» **EXERCISE**
State only how many lines of the records below contain the string "parked", counting a match only when its case is identical.

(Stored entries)
■ ■ ■ ■ ■ ■ ■
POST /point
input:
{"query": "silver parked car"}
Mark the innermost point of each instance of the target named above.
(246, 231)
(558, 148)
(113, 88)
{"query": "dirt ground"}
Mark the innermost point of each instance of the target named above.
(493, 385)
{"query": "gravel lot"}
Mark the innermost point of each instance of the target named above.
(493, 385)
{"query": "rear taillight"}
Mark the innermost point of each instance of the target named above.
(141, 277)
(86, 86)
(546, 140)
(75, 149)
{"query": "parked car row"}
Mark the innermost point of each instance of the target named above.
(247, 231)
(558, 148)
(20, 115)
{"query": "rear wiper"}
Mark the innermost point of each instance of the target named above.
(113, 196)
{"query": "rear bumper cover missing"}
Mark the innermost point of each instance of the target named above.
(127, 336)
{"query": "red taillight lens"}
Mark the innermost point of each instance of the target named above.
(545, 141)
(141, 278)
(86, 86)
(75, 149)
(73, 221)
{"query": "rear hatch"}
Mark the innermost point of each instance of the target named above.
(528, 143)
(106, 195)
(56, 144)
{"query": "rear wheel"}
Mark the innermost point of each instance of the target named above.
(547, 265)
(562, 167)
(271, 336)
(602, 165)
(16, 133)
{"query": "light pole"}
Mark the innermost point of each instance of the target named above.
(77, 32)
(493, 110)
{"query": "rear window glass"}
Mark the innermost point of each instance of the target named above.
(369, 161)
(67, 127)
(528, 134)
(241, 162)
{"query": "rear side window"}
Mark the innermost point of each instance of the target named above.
■ ■ ■ ■ ■ ■ ■
» **TASK OUTPUT**
2